--- PROBLEM TO WORK ON ---
Put every line of the items below into a numbered list, skipping blank lines and leaving out the pictures.

****************

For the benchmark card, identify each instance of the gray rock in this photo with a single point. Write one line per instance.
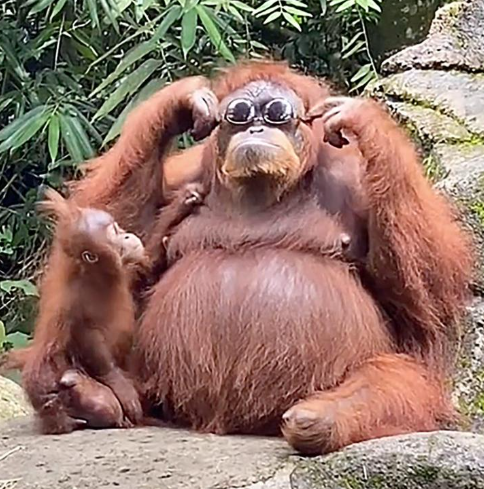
(443, 460)
(12, 400)
(428, 125)
(149, 458)
(458, 95)
(468, 386)
(158, 458)
(455, 41)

****************

--- RESPONSE TO THE TASK ---
1. For the benchmark card, identify each instance of the gray rock in this photo with a single point. Write one line per instance.
2. (443, 460)
3. (12, 400)
4. (428, 125)
5. (149, 458)
6. (458, 95)
7. (468, 386)
8. (158, 458)
9. (455, 41)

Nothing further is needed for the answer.